## TEXT UNDER STUDY

········

In addition, the absence of a New York gift tax, combined with an increase in the federal exemption provides an opportunity for wealthy New Yorkers to give more away during life in order to reduce state estate taxes at death. In addition, New Yorkers who have an estate close to the New York exemption amount may wish to consider a gifting program designed to continuously keep the value of their estate below the exemption amount. This is because New Yorkers are subject to a “cliff” whereby if their estate exceeds the New York exemption amount by 5%, they can no longer take advantage of the New York exemption at all. Their entire estate is subject to New York estate tax from dollar one. See this blog post for further information on the New York estate tax cliff.
Federal estate tax reform has no impact on New Jersey’s estate tax law. Beginning in 2018, the New Jersey estate tax was eliminated in its entirety. So, from a New Jersey state estate tax perspective, it generally does not matter whether you give away dollars during life or at death. The Garden State does, however, still have an inheritance tax that applies to transfers made to people other than your spouse, descendants or parents. If you are giving away any of your wealth to siblings, in-laws or cousins, you should ensure that you speak to your estate planning attorney about how New Jersey’s inheritance tax impacts the gift.
Unlike New York or New Jersey, Connecticut’s state exemption amount will eventually be impacted by the increase in the federal exemption. For a long time, Connecticut’s state estate tax exemption remained steady at $2 million. In 2019, it rose to $3.6 million. In 2021, it is now $7.1 million. This will rise to $9.1 million in 2022, and much to the delight of wealthy Connecticut residents, it will rise to match the federal exemption in effect in 2023. Unlike other states that have an estate tax but not a gift tax, though, Connecticut’s gift and estate taxes are unified (similar to federal). So, every dollar you give away during life reduces the amount that you can give away at death without incurring Connecticut estate tax. High net worth Connecticut residents who already used up their previous exemption amount may wish to make an additional gift each year from now until 2022 up to the current exemption amount that year, with more substantial gifts in 2023.
If you reside in a state that imposes a state estate tax, it is crucial that your estate plan addresses state estate tax. It is also important to note that for many individuals in the highest income tax bracket, tax reform has essentially made your payment of state income tax more expensive (by severely limiting the SALT deduction). For those with significantly high state income taxes, certain state income tax savings strategies such as incomplete non-grantor trusts (“INGs”) may prove even more powerful in light of tax reform. An ING is a
sophisticated type of non-grantor trust that, if drafted, funded and administered property, can reduce your state income tax bill. There are several considerations in deciding whether to move forward with a strategy like this, such as: does your home state respect them (New York does not, but California still does), are you willing to invest the time and money it takes to set them up (IRS approval is generally recommended, and that is pricey) and do your personal circumstances warrant it?
While there is still a federal estate tax (and state estate tax in some states), the federal exemption has dramatically increased; but there is an expiration date. This temporary increase provides a limited window of opportunity to reduce your taxable estate by making additional gifts. You should consult with your advisor and estate planning attorney in order to determine the optimal way to make those gifts, and also to determine whether your current estate planning documents require revisions in light of the recent changes.

········

## ASSIGNED TASK 1
Answer these from the estate tax passage:
(a) In what year was the New Jersey estate tax eliminated?
(b) What is Connecticut's state estate tax exemption in 2021?
(c) By what percentage can a New York estate exceed the exemption amount before the exemption is lost entirely?
## ASSIGNED TASK 2
Echo the estate tax passage word for word, starting at "While there is" and ending at "the recent changes.".

········

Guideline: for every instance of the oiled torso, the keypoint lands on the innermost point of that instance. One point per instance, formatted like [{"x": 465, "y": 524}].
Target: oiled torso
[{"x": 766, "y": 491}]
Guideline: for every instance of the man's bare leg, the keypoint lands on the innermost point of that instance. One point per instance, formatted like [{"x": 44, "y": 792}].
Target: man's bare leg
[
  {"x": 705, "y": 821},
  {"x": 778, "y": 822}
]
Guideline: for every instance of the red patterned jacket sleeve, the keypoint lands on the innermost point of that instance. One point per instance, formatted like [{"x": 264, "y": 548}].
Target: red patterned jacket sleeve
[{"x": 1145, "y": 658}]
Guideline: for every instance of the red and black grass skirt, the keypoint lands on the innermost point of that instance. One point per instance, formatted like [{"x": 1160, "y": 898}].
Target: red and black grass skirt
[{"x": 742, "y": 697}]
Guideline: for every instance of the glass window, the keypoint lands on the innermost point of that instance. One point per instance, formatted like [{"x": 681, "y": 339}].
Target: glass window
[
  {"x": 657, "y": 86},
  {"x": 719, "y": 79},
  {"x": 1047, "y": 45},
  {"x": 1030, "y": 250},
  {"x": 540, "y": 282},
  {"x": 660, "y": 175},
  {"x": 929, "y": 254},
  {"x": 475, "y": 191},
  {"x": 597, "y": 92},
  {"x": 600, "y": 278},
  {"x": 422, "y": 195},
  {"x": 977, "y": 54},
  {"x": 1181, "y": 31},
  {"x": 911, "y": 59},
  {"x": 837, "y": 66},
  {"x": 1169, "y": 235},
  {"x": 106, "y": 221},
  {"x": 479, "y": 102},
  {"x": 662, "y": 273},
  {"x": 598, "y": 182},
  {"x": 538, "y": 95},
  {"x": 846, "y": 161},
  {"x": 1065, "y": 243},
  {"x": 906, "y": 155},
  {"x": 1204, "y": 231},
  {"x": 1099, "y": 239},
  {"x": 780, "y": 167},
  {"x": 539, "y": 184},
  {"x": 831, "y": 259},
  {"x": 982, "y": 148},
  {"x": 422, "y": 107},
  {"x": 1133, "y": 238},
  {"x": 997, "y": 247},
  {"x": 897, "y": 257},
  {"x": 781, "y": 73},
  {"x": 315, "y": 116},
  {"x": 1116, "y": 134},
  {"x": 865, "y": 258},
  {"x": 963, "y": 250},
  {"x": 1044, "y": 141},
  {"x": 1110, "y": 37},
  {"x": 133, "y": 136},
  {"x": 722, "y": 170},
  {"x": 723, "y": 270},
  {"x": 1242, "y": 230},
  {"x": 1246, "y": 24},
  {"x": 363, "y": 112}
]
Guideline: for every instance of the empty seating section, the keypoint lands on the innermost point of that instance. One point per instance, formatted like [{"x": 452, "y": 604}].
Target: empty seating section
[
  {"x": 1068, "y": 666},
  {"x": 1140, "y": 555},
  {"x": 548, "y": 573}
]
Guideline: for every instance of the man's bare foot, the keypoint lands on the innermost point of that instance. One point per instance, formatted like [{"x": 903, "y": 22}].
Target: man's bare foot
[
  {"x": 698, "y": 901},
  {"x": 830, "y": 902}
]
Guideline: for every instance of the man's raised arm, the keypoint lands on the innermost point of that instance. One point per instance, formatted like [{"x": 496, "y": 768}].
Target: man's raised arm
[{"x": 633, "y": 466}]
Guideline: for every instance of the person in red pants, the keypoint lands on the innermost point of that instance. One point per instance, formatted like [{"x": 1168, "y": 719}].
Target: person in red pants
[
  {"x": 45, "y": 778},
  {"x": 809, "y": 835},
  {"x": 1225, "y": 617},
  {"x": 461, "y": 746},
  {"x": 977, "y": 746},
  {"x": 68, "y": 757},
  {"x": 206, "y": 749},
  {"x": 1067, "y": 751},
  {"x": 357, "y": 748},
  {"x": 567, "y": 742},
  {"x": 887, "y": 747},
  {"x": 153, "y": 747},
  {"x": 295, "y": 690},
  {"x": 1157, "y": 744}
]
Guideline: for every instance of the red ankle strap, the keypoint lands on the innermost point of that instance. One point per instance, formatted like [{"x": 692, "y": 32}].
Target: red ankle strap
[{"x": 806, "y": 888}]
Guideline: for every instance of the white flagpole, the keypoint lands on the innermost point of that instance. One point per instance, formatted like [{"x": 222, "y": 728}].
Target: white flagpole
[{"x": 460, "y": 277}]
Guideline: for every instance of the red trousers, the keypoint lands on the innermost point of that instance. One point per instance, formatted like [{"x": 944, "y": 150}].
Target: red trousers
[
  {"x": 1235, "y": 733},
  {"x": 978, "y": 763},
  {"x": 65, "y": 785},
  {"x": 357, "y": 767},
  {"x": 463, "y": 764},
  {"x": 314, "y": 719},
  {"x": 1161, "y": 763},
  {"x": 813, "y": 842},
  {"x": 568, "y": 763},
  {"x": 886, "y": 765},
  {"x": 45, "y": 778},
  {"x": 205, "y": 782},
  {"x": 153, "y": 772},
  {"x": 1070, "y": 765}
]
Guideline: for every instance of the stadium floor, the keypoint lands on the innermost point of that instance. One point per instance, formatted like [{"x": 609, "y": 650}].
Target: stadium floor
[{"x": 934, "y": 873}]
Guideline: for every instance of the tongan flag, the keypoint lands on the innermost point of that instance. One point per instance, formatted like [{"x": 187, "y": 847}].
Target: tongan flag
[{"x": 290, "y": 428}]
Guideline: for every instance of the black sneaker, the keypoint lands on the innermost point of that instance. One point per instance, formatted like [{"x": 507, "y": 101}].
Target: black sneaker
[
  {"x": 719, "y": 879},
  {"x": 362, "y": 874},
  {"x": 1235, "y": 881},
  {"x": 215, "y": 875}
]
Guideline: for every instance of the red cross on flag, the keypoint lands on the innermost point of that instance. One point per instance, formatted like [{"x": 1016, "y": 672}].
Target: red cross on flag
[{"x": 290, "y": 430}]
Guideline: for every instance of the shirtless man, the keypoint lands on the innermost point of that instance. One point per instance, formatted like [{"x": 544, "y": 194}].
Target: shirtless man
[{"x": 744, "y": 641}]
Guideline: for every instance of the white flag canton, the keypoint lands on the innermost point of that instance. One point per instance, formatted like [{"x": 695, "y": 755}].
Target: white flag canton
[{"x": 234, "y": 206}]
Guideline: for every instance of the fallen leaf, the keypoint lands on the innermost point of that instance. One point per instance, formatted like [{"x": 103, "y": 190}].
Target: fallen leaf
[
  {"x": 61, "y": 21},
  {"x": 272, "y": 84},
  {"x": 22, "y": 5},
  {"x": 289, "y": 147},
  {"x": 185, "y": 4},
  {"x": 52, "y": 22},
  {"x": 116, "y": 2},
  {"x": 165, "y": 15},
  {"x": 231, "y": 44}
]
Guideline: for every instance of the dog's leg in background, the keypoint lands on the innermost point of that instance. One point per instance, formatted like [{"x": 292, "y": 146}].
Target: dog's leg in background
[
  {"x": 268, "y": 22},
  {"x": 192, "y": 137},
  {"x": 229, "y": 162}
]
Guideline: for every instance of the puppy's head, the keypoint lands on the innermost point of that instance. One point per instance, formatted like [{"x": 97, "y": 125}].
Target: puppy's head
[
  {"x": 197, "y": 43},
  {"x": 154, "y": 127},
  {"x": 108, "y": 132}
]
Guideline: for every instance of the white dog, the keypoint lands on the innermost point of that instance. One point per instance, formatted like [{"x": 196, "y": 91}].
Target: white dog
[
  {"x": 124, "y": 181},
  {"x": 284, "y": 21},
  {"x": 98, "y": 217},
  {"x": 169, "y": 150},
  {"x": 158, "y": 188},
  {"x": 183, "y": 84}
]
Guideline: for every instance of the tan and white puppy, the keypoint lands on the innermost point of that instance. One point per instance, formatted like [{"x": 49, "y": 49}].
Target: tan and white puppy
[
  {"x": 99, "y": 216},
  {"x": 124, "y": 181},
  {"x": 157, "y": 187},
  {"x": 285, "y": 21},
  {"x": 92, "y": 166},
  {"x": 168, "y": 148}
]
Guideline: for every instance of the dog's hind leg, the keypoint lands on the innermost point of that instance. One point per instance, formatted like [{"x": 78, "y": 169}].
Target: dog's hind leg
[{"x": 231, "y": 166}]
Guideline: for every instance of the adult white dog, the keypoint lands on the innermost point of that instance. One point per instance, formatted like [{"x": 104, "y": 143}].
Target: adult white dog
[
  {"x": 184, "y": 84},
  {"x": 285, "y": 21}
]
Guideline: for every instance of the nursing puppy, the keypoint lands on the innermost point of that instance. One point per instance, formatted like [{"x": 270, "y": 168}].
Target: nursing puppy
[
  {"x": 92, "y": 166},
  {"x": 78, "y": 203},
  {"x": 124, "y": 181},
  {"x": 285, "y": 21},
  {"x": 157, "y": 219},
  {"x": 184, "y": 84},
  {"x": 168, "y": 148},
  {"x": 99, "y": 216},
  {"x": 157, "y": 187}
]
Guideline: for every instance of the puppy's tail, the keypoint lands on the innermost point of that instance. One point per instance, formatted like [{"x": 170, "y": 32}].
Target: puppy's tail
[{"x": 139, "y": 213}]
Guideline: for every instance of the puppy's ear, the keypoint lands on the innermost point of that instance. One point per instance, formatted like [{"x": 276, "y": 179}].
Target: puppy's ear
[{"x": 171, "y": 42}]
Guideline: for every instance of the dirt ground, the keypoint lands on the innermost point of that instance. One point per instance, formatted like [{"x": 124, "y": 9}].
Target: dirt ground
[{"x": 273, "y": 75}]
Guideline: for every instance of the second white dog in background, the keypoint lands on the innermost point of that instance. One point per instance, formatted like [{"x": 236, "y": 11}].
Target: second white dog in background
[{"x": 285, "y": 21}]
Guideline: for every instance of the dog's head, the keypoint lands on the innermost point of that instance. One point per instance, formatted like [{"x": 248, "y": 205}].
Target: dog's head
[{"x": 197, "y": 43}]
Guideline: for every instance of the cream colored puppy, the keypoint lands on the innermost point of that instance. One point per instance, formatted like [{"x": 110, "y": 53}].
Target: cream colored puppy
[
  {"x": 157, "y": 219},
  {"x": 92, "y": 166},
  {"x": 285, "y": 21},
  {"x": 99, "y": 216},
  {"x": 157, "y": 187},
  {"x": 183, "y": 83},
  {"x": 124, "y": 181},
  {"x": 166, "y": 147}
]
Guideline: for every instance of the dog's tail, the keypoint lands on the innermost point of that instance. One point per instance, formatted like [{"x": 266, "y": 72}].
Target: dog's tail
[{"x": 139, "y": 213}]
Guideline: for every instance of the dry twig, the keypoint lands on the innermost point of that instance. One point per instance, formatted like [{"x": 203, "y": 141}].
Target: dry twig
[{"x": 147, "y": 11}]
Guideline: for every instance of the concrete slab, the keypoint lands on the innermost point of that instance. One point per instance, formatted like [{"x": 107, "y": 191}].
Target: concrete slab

········

## RESULT 1
(a) 2018
(b) $7.1 million
(c) 5%

## RESULT 2
While there is still a federal estate tax (and state estate tax in some states), the federal exemption has dramatically increased; but there is an expiration date. This temporary increase provides a limited window of opportunity to reduce your taxable estate by making additional gifts. You should consult with your advisor and estate planning attorney in order to determine the optimal way to make those gifts, and also to determine whether your current estate planning documents require revisions in light of the recent changes.